● **WORK TO COMPLETE**:
Can you pull out each line of the data below that includes the word "Annotate"?

(Referring expression data)
- - - -
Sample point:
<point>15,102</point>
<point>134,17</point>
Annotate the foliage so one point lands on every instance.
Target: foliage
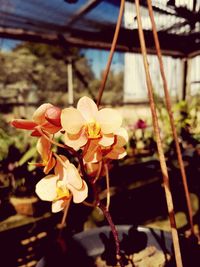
<point>37,73</point>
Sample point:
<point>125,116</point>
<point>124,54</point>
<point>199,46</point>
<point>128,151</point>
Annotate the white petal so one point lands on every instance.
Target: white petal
<point>46,188</point>
<point>87,107</point>
<point>79,195</point>
<point>39,114</point>
<point>71,120</point>
<point>58,205</point>
<point>107,140</point>
<point>72,177</point>
<point>117,153</point>
<point>75,141</point>
<point>109,119</point>
<point>122,137</point>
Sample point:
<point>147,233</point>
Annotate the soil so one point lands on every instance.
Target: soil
<point>148,257</point>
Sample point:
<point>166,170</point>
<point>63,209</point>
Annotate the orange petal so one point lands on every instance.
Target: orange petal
<point>50,128</point>
<point>23,124</point>
<point>109,119</point>
<point>43,147</point>
<point>87,107</point>
<point>92,154</point>
<point>122,137</point>
<point>107,140</point>
<point>50,164</point>
<point>71,120</point>
<point>52,115</point>
<point>58,205</point>
<point>73,177</point>
<point>76,141</point>
<point>39,114</point>
<point>79,195</point>
<point>46,188</point>
<point>117,153</point>
<point>36,133</point>
<point>59,168</point>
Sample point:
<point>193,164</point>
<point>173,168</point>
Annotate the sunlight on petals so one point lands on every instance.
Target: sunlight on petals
<point>87,107</point>
<point>59,169</point>
<point>58,205</point>
<point>23,124</point>
<point>72,177</point>
<point>110,120</point>
<point>92,153</point>
<point>122,137</point>
<point>50,164</point>
<point>46,188</point>
<point>79,195</point>
<point>107,140</point>
<point>43,147</point>
<point>117,153</point>
<point>52,115</point>
<point>71,120</point>
<point>39,114</point>
<point>50,128</point>
<point>75,141</point>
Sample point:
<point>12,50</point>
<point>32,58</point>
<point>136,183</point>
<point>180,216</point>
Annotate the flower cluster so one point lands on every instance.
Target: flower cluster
<point>97,134</point>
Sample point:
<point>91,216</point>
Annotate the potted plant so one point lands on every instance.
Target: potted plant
<point>90,138</point>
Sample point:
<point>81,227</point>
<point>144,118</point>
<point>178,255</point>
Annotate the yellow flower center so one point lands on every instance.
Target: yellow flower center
<point>62,191</point>
<point>93,130</point>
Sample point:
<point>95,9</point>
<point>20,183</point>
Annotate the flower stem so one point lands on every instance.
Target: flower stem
<point>159,142</point>
<point>114,42</point>
<point>107,187</point>
<point>169,108</point>
<point>114,231</point>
- - - -
● **ANSWER SPACE**:
Annotate the foliage so one point lands on every instance.
Annotate the white petal so one point lands on every instance.
Annotate the soil so one point lands on every instance.
Annotate the orange petal so one point lands on every instance.
Annotate the sunlight on petals so one point lands on every instance.
Annotate the flower cluster so one point lands on every instance.
Annotate the potted plant so one point lands on every instance.
Annotate the yellow flower center so one point lands on every instance.
Annotate the flower stem so one point lands on every instance.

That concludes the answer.